Record excerpts section start

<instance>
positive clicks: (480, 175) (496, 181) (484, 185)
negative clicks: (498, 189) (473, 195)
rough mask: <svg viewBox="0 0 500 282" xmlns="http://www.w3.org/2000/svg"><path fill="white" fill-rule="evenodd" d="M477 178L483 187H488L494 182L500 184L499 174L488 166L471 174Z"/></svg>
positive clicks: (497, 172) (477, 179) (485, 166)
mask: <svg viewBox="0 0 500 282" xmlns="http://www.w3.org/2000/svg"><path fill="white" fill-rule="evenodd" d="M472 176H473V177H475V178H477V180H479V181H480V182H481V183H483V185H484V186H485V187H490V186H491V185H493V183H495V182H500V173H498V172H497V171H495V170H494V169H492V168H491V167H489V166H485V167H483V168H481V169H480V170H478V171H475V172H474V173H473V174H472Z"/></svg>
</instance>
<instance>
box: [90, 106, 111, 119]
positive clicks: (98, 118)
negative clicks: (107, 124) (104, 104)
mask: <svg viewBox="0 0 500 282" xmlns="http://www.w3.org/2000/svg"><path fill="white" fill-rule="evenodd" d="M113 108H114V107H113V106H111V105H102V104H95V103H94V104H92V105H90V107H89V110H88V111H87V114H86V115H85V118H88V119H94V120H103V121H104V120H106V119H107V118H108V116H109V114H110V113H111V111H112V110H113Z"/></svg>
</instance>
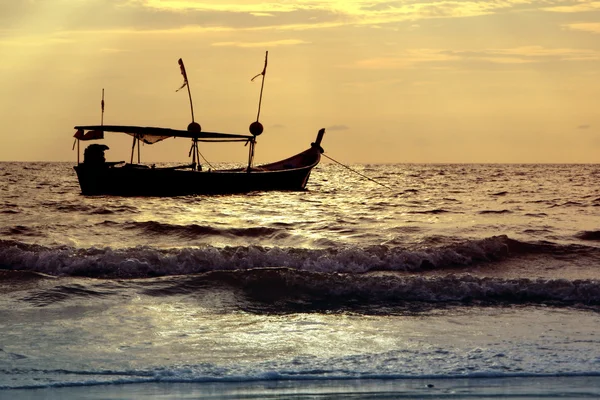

Record excerpts section end

> [Task description] Set down precisely the lines above between the line holding "rough mask: <svg" and the line holding "positive clicks: (98, 118)", inclusive, and nothing beyond them.

> [Written answer]
rough mask: <svg viewBox="0 0 500 282" xmlns="http://www.w3.org/2000/svg"><path fill="white" fill-rule="evenodd" d="M477 178L483 187H488L494 182L500 184L499 174L488 166L471 174Z"/></svg>
positive clicks: (497, 172) (477, 179) (485, 166)
mask: <svg viewBox="0 0 500 282" xmlns="http://www.w3.org/2000/svg"><path fill="white" fill-rule="evenodd" d="M472 176H473V177H475V178H477V180H479V181H480V182H481V183H483V185H484V186H485V187H490V186H491V185H493V183H495V182H500V173H498V172H497V171H495V170H494V169H492V168H491V167H489V166H485V167H483V168H481V169H480V170H478V171H475V172H474V173H473V174H472Z"/></svg>
</instance>
<instance>
box: [90, 106, 111, 119]
positive clicks: (98, 118)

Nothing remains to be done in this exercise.